- TRY IT
Set down all of the entries below word for word, with the pictures left out.

- DATA TO PROCESS
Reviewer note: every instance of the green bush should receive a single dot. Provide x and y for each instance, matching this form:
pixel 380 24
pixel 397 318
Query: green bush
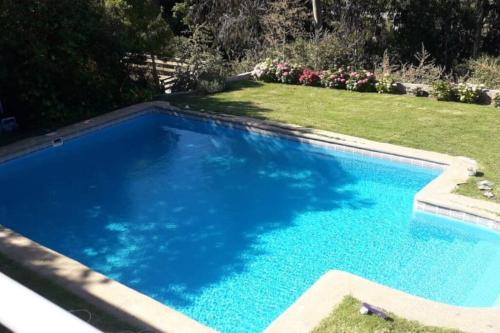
pixel 485 70
pixel 363 81
pixel 469 93
pixel 334 78
pixel 286 73
pixel 386 85
pixel 444 91
pixel 64 60
pixel 200 67
pixel 496 101
pixel 266 71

- SOLVED EXERCISE
Reviewer note: every instance of the green bush should receive a single dot. Provide x and y for each instance, matching this form:
pixel 380 24
pixel 397 318
Query: green bush
pixel 485 70
pixel 363 81
pixel 469 93
pixel 334 78
pixel 286 73
pixel 386 85
pixel 444 91
pixel 64 60
pixel 200 67
pixel 496 101
pixel 266 71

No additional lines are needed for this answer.